* [Aim A]: From the passage on Morocco and Algeria, quote the text starting with "Since 1980 Morocco" and going on through "the people (Azzouzi).".
* [Aim B]: In one to three sentences, explain why the passage on Morocco and Algeria says the tense relationship between the two countries matters.

Driven by uprisings and revolutions in other North African countries, the origin of these demonstrations lies in the many social, economic and political issues that have plagued the Moroccan people since Morocco's independence

Relations with Algeria - 

Morocco and Algeria have weak relations and a closed border which prevents them from working with each other to combat internal and external threats.


Morocco and Algeria have had a tense relationship since the onset of the Sand War in 1963 over the border between the two countries. The Sand War laid the foundations for a lasting and often intensely hostile rivalry between Morocco and Algeria, exacerbated by the differences in political outlook between the conservative Moroccan monarchy and the revolutionary, Arab nationalist Algerian military government.


During the Algerian civil war in 1994, Algeria claimed Morocco supported the Armed Islamic Group of Algeria. These claims have been denied by Morocco but still led to the border closer in 1994 that still stands today. In 2012 the Algerian Prime Minister said the border closure was not a priority and would not be solved soon.



Since 1980 Morocco has continued to militarize its border between Algeria and Morocco by constructing various barriers/fences known as the “berm.” It is estimated that Morocco currently has 120,000 troops along the 1,700 mile fence between Morocco, Algeria, and Western Sahara which is driving deeper divisions (Conrad).


The tense relationship between Morocco and Algeria is relevant because the rift prevents both nations from helping each other combat external and internal regional threats and prevents the sharing of intelligence and information. The border closure also prevents the citizens from both countries interacting on a day to day basis and creates unnecessary tension between the people (Azzouzi).

(Entries from a pointing dataset)
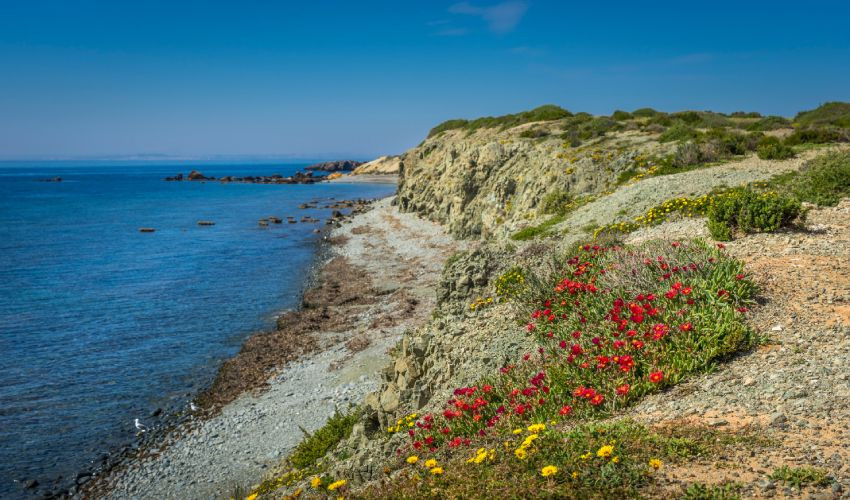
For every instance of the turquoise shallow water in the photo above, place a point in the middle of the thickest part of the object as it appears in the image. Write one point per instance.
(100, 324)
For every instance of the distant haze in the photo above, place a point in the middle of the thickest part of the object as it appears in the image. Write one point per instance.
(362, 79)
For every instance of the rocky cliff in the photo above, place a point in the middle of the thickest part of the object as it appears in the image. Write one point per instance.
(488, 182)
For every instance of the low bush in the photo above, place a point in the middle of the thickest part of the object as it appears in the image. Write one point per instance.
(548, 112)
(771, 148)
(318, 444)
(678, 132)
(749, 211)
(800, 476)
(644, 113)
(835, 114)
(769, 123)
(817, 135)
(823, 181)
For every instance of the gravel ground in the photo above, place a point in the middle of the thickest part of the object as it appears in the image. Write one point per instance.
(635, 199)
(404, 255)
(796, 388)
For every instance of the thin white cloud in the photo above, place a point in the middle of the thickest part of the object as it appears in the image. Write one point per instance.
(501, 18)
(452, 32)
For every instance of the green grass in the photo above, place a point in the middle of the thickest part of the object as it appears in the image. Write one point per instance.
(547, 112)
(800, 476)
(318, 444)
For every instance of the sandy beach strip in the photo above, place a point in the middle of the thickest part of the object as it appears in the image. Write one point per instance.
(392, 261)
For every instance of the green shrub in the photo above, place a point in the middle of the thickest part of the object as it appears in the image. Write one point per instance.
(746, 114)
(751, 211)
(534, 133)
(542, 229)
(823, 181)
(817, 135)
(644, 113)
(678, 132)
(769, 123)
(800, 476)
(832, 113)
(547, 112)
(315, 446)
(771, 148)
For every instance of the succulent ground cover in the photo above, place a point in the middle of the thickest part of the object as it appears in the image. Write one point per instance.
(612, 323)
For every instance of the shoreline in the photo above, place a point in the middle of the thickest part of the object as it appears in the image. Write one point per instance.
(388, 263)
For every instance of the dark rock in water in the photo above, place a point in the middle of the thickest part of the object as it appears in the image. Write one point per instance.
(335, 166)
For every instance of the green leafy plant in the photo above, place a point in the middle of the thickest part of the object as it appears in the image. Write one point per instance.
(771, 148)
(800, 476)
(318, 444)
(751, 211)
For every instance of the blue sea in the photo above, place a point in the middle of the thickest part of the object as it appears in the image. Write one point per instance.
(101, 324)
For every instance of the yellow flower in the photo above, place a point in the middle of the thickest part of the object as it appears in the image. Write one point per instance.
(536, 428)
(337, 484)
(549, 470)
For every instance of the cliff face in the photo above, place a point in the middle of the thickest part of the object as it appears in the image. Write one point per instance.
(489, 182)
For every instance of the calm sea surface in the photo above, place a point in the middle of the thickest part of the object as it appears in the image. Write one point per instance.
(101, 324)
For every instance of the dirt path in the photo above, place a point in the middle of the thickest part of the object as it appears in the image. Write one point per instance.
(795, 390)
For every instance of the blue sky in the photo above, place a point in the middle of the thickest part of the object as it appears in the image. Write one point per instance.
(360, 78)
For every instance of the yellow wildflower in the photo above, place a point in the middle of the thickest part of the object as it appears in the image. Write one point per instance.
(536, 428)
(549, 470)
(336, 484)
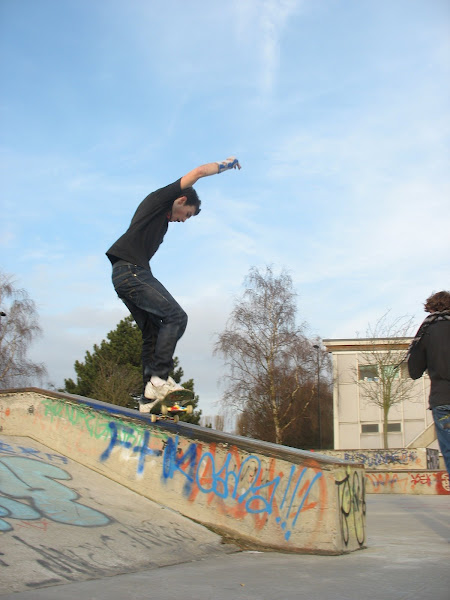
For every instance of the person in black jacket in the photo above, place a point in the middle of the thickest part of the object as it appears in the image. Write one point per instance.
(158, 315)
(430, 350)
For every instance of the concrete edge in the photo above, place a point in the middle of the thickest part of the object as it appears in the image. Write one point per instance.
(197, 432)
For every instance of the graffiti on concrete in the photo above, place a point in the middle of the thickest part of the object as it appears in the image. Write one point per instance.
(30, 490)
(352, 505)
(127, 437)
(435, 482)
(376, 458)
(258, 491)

...

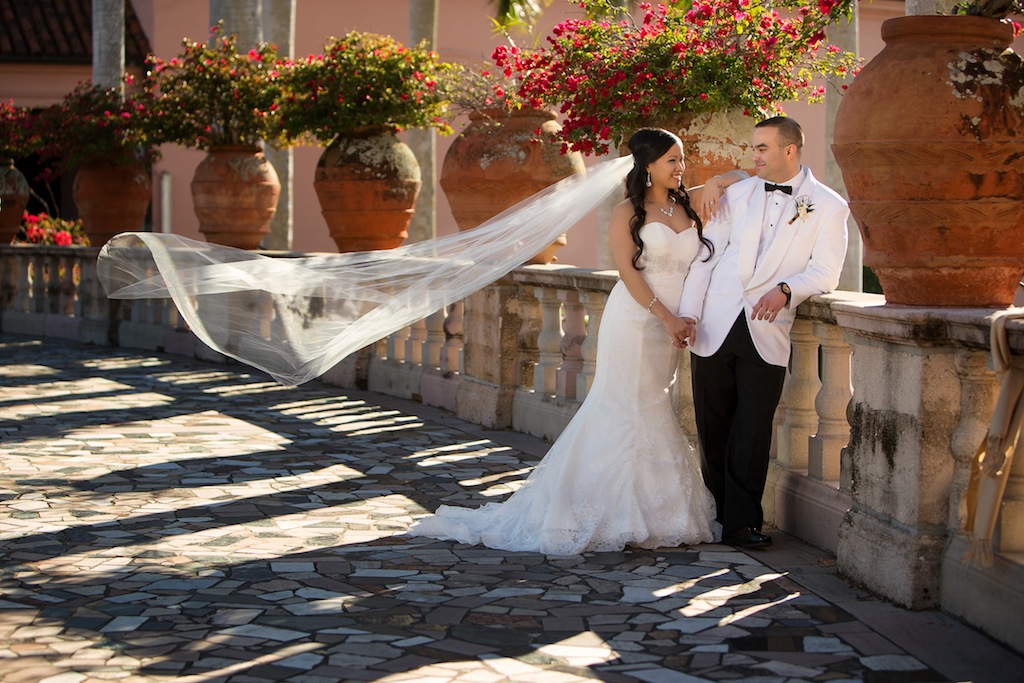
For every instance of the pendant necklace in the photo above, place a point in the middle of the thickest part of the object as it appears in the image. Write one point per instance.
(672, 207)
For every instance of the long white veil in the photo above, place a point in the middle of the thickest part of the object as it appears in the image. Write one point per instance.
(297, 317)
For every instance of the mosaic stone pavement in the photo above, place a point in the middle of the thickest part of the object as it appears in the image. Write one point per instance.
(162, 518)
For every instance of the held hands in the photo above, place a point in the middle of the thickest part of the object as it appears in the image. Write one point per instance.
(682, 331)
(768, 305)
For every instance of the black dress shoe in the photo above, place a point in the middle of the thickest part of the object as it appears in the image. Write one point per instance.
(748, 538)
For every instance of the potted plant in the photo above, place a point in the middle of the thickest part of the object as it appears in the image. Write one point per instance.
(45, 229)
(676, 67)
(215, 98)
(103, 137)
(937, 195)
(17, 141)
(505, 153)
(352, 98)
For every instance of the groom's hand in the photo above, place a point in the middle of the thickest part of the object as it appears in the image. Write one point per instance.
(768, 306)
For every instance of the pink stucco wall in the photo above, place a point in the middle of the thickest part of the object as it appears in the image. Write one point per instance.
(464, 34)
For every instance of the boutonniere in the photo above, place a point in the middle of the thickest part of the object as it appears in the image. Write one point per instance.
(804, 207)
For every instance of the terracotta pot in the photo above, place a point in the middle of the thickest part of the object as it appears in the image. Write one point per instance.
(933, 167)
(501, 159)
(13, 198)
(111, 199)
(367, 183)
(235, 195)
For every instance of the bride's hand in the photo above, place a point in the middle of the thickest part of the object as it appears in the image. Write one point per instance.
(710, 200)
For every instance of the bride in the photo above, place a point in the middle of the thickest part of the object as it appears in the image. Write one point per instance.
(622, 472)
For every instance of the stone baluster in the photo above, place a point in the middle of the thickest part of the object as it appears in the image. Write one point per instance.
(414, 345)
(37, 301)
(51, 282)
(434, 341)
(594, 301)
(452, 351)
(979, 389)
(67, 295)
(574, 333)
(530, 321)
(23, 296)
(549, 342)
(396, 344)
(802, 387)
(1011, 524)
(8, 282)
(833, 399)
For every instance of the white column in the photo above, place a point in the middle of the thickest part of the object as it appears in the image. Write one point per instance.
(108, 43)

* [Full answer A]:
Since 1980 Morocco has continued to militarize its border between Algeria and Morocco by constructing various barriers/fences known as the “berm.” It is estimated that Morocco currently has 120,000 troops along the 1,700 mile fence between Morocco, Algeria, and Western Sahara which is driving deeper divisions (Conrad).


The tense relationship between Morocco and Algeria is relevant because the rift prevents both nations from helping each other combat external and internal regional threats and prevents the sharing of intelligence and information. The border closure also prevents the citizens from both countries interacting on a day to day basis and creates unnecessary tension between the people (Azzouzi).

* [Full answer B]: The rift keeps both nations from helping each other combat external and internal regional threats and blocks the sharing of intelligence and information. The border closure also stops citizens of the two countries from interacting day to day and creates unnecessary tension between the people.